* [Source records]:
= Beginning of Section =
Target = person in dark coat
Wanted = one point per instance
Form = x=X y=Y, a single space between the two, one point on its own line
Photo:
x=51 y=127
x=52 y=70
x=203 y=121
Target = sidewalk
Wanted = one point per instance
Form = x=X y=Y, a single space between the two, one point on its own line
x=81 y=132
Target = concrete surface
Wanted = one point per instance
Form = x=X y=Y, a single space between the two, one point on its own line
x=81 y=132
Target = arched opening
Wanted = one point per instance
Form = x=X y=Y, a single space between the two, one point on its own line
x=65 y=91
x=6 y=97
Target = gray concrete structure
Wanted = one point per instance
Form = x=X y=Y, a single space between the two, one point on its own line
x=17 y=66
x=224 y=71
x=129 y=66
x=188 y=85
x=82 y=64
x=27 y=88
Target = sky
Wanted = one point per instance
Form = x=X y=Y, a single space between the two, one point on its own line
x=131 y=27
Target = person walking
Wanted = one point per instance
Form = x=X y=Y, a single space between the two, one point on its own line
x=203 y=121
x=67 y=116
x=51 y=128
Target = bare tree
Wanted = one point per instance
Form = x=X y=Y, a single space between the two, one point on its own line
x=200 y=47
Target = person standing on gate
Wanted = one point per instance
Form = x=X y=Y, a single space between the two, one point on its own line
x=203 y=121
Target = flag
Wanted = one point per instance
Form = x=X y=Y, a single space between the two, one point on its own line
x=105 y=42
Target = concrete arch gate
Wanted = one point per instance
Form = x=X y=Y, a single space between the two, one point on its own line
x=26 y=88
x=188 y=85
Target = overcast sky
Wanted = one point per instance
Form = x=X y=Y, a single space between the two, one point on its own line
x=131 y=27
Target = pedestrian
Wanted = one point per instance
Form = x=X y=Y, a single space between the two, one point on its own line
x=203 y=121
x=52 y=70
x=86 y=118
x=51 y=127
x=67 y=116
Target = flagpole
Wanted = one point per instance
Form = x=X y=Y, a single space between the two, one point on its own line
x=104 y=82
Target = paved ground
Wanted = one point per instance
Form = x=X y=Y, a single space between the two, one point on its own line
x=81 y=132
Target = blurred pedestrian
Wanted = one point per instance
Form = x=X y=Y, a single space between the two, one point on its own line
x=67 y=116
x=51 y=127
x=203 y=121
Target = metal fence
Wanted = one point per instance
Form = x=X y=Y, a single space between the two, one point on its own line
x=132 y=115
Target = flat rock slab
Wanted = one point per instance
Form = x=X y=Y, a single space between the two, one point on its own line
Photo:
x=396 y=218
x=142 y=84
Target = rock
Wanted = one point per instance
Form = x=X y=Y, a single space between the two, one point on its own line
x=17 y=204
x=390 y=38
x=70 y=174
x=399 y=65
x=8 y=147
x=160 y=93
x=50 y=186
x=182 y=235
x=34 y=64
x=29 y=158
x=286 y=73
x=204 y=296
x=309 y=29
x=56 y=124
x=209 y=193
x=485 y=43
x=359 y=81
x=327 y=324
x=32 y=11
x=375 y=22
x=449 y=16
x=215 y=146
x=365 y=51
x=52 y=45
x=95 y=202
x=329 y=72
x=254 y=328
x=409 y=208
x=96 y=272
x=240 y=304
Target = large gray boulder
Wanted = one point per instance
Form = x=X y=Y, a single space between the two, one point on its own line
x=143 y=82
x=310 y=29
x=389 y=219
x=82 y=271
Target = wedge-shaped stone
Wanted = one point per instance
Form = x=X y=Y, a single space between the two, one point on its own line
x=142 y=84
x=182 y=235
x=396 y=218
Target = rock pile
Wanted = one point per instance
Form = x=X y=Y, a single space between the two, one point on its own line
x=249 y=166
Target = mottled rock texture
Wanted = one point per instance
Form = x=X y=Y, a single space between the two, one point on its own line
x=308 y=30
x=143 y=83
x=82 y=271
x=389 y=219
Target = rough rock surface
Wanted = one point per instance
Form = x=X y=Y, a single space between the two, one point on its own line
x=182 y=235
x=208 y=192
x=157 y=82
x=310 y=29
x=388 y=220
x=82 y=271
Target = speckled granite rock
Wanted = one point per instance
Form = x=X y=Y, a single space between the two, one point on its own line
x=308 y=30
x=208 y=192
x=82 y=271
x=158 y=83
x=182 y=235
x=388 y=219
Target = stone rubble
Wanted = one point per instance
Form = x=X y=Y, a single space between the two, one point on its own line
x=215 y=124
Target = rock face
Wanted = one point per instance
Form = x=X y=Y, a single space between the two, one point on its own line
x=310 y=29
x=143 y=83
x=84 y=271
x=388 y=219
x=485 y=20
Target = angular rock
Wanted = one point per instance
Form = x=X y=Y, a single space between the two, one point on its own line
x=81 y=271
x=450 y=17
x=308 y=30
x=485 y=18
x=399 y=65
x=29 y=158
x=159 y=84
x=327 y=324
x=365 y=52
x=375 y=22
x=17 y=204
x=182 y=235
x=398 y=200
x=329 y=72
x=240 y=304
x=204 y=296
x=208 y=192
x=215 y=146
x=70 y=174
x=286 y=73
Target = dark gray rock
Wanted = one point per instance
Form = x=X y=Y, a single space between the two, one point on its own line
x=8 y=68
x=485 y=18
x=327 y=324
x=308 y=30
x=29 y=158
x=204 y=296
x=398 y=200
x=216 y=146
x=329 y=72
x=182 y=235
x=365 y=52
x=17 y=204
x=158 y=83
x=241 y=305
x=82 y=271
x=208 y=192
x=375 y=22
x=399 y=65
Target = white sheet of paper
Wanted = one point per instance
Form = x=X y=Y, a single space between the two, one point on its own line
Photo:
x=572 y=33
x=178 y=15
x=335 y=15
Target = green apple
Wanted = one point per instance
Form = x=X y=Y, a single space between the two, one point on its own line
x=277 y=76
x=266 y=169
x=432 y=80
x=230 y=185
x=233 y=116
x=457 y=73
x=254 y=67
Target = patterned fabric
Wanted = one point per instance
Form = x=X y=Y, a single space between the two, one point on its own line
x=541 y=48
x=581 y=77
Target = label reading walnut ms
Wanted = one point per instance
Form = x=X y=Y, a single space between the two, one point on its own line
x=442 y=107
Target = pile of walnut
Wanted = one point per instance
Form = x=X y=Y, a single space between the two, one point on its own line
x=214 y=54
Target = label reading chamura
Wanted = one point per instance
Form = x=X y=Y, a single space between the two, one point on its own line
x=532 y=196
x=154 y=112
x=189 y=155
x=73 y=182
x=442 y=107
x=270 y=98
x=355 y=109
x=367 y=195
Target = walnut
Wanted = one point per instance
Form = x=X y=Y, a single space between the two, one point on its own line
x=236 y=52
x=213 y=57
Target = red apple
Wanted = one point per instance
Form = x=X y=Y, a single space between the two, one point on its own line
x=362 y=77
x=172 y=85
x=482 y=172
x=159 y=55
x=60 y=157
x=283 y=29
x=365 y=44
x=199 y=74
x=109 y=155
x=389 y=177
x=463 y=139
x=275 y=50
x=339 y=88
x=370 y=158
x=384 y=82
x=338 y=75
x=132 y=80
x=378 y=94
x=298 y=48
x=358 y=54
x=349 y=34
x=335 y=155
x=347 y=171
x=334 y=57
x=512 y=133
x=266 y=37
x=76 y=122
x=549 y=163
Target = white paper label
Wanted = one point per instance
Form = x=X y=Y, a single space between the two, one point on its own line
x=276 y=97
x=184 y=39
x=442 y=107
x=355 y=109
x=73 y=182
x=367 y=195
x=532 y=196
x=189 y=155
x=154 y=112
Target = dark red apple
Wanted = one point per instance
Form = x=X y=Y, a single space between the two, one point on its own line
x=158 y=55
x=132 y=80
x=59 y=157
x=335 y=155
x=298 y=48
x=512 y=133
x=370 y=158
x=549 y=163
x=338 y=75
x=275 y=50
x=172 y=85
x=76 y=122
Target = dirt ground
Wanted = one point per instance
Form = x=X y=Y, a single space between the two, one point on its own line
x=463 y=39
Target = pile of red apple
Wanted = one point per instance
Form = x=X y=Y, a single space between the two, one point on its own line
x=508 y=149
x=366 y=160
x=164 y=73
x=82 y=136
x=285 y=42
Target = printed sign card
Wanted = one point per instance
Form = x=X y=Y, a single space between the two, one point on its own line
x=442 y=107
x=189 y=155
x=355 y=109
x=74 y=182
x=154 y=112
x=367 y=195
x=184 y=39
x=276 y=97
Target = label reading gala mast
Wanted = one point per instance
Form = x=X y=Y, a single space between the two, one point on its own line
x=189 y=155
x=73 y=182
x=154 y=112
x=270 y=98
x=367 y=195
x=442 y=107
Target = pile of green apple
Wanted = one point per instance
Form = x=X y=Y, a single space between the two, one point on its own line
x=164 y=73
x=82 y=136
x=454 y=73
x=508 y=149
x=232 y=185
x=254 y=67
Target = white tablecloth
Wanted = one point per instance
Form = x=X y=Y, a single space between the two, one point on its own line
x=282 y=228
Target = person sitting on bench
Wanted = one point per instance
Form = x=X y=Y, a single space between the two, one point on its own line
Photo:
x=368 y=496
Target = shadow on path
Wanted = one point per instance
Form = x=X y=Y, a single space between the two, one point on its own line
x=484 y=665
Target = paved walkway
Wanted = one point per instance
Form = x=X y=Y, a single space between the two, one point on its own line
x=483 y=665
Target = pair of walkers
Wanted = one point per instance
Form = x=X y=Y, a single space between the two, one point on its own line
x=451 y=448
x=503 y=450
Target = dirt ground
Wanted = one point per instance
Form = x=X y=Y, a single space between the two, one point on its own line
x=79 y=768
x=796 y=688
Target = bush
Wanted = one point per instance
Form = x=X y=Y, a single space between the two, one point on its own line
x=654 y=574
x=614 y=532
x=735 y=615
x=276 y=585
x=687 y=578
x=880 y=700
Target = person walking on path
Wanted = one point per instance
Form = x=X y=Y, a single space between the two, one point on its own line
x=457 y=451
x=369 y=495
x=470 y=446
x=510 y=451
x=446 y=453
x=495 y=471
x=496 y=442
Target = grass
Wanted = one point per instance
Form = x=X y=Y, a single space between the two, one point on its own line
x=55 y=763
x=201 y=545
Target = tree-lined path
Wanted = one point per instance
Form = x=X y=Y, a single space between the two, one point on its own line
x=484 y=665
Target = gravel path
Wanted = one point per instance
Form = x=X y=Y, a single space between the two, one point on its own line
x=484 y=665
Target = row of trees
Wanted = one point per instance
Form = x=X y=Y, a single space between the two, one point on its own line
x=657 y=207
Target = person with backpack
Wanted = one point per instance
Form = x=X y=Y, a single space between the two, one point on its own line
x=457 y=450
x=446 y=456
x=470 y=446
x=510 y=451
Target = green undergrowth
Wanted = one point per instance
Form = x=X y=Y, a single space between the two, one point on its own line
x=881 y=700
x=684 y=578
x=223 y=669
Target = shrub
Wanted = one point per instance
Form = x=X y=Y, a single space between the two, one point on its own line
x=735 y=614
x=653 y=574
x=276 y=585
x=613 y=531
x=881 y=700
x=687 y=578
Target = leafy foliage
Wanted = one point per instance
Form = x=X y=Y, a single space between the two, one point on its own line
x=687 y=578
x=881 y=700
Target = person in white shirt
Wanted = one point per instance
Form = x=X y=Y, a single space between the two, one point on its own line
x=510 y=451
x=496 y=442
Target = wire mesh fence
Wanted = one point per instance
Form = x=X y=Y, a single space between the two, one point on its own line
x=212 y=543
= End of Section =
* [About this task]: Please tally the lines above that include the word "gate" and answer with the number by itself.

* [Written answer]: 2